■ WHAT THE TASK REQUIRES
Your task is to write out the lines from the line containing "For every instance of the white slide" through the last line of the material, exactly.

==== RECORDS TO USE ====

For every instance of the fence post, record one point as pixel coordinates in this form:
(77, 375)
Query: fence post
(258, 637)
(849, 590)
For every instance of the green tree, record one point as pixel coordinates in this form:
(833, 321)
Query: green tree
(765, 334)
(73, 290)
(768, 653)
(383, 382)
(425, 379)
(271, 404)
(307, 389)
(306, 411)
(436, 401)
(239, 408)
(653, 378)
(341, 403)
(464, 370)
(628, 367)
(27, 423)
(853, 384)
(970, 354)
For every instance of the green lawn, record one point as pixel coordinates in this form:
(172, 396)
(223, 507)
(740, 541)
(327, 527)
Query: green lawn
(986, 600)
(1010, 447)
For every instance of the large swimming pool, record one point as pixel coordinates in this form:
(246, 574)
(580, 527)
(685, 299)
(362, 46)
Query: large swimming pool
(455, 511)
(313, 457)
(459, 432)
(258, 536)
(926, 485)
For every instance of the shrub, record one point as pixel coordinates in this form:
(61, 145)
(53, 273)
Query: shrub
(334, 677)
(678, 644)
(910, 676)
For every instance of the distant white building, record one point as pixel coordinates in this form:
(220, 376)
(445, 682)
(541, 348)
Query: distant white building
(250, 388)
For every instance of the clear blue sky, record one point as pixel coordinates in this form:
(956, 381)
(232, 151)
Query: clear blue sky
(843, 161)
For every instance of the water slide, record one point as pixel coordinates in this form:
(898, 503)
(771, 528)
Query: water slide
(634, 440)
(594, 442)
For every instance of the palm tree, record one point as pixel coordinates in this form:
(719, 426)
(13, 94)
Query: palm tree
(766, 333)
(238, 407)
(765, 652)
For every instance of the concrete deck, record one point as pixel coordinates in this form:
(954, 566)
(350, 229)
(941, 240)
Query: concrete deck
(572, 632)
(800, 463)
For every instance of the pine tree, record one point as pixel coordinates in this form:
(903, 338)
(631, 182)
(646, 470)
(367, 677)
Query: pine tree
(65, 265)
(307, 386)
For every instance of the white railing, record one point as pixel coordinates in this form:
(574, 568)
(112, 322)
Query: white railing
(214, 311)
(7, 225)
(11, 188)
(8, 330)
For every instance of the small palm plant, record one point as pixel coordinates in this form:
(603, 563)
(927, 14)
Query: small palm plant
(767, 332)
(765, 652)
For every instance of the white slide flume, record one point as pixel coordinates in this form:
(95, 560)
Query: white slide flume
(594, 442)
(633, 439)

====

■ RESULT OF THIS TASK
For every instance of the white slide flume, record one point as pixel coordinates in this form:
(95, 560)
Query: white slide flume
(594, 442)
(633, 439)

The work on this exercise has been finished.